_REQUEST_: Quote the whole listing verbatim.

[Source data]
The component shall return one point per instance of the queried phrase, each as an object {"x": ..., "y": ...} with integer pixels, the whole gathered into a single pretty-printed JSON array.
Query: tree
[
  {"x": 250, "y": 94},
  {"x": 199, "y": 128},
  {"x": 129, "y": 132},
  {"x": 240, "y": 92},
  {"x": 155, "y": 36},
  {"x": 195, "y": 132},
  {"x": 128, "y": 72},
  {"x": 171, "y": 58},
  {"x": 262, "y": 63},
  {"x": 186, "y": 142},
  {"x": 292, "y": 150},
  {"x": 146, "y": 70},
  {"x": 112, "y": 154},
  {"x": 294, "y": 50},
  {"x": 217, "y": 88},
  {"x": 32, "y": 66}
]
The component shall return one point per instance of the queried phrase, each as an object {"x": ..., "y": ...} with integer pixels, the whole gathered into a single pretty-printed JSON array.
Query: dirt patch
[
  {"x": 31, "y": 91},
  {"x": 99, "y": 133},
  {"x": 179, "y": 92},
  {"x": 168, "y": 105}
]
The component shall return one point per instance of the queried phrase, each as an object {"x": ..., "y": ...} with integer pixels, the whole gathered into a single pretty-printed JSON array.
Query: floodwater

_FINISHED EXERCISE_:
The component shall return one point per instance of the queried phrase, each as an object {"x": ..., "y": ...} with integer pixels, the whole gathered into a single pretty-printed JSON array.
Query: tree
[
  {"x": 250, "y": 94},
  {"x": 199, "y": 128},
  {"x": 129, "y": 132},
  {"x": 240, "y": 92},
  {"x": 155, "y": 36},
  {"x": 195, "y": 132},
  {"x": 128, "y": 72},
  {"x": 171, "y": 58},
  {"x": 262, "y": 63},
  {"x": 186, "y": 142},
  {"x": 292, "y": 150},
  {"x": 146, "y": 70},
  {"x": 112, "y": 154},
  {"x": 294, "y": 50},
  {"x": 217, "y": 88},
  {"x": 32, "y": 66}
]
The component shall return one point per instance of the queried phrase, each as an object {"x": ..., "y": ...} with integer pixels, the whole gathered into a single pretty-printed JSON array.
Query: dirt patch
[
  {"x": 31, "y": 91},
  {"x": 99, "y": 133},
  {"x": 179, "y": 92},
  {"x": 168, "y": 105}
]
The component shall return one point per instance of the queried phrase, each as an object {"x": ..., "y": ...} with integer pixels, the whole gathered into a single pretty-printed JSON array.
Query: floodwater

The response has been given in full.